-------- Given records --------
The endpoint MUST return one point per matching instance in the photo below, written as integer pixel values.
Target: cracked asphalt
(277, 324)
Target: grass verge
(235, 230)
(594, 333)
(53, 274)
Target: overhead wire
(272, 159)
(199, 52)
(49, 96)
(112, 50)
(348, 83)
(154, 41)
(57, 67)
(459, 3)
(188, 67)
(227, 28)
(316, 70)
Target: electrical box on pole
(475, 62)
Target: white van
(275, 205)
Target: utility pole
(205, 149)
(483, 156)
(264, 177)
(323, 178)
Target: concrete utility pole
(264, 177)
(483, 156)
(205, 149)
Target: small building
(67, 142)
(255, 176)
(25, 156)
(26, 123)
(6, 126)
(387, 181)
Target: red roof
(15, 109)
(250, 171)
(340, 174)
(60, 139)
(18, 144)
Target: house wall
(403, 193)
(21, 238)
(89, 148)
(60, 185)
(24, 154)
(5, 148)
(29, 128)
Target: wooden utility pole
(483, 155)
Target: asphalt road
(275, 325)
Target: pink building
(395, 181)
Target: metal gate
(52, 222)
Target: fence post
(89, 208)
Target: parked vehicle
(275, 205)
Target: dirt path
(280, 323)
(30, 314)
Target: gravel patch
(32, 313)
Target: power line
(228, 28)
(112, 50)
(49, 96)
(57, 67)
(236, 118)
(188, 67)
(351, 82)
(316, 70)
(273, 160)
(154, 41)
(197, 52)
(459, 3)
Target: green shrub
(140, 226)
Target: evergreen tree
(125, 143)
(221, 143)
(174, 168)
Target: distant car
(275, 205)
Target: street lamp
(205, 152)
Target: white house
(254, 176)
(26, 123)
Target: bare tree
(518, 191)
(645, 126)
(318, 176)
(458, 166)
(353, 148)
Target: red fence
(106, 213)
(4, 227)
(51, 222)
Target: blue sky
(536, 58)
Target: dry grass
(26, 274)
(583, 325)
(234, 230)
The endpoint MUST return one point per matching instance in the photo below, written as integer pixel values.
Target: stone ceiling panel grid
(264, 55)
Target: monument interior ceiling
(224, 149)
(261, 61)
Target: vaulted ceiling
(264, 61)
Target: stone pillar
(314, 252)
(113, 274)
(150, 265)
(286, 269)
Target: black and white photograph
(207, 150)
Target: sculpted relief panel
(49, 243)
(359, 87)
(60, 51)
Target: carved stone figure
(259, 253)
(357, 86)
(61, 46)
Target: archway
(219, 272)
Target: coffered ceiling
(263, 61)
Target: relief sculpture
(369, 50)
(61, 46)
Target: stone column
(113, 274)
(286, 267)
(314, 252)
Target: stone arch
--------
* _Problem to solve_
Every record should be repeated exactly; please leave none out.

* _Response to this exercise_
The endpoint MUST return one point per matching instance in the photo below, written as integer pixel values.
Target: cracked asphalt
(277, 324)
Target: grass verge
(235, 230)
(594, 333)
(53, 274)
Target: overhead wire
(272, 159)
(199, 52)
(49, 96)
(112, 50)
(348, 83)
(154, 41)
(57, 67)
(459, 3)
(188, 67)
(227, 28)
(316, 70)
Target: electrical box on pole
(475, 62)
Target: white van
(275, 205)
Target: utility pole
(205, 149)
(483, 156)
(264, 177)
(323, 178)
Target: concrete utility pole
(264, 177)
(483, 156)
(205, 149)
Target: small building
(67, 142)
(255, 176)
(25, 156)
(26, 123)
(6, 126)
(387, 181)
Target: red roof
(15, 109)
(250, 171)
(340, 174)
(60, 139)
(18, 144)
Target: house wall
(403, 193)
(21, 238)
(89, 148)
(60, 185)
(24, 154)
(5, 148)
(29, 128)
Target: wooden utility pole
(483, 155)
Target: asphalt road
(275, 325)
Target: pink building
(395, 181)
Target: metal gate
(52, 222)
Target: fence post
(89, 208)
Target: parked vehicle
(275, 205)
Target: dirt path
(280, 323)
(30, 314)
Target: gravel patch
(32, 313)
Target: power line
(228, 28)
(112, 50)
(49, 96)
(57, 67)
(236, 118)
(188, 67)
(351, 82)
(316, 70)
(273, 160)
(154, 41)
(197, 52)
(459, 3)
Target: green shrub
(140, 226)
Target: evergreen tree
(125, 143)
(221, 143)
(174, 168)
Target: distant car
(275, 205)
Target: street lamp
(205, 152)
Target: white house
(254, 176)
(26, 123)
Target: bare tree
(518, 191)
(645, 126)
(318, 176)
(458, 166)
(353, 148)
Target: red fence
(106, 213)
(4, 227)
(51, 222)
Target: blue sky
(536, 58)
Target: dry grass
(26, 274)
(583, 325)
(234, 230)
The endpoint MUST return one point per matching instance in the photo below, written as integer pixel values.
Target: stone ceiling panel grid
(264, 55)
Target: monument interior ceiling
(224, 149)
(261, 61)
Target: vaulted ceiling
(264, 61)
Target: stone pillar
(314, 252)
(113, 274)
(150, 265)
(286, 269)
Target: black and white photograph
(207, 150)
Target: sculpted relief panel
(49, 243)
(359, 87)
(60, 51)
Target: carved stone figure
(259, 253)
(357, 86)
(61, 46)
Target: archway
(219, 272)
Target: coffered ceiling
(263, 61)
Target: relief sculpture
(369, 50)
(61, 46)
Target: stone column
(113, 274)
(286, 267)
(314, 252)
Target: stone arch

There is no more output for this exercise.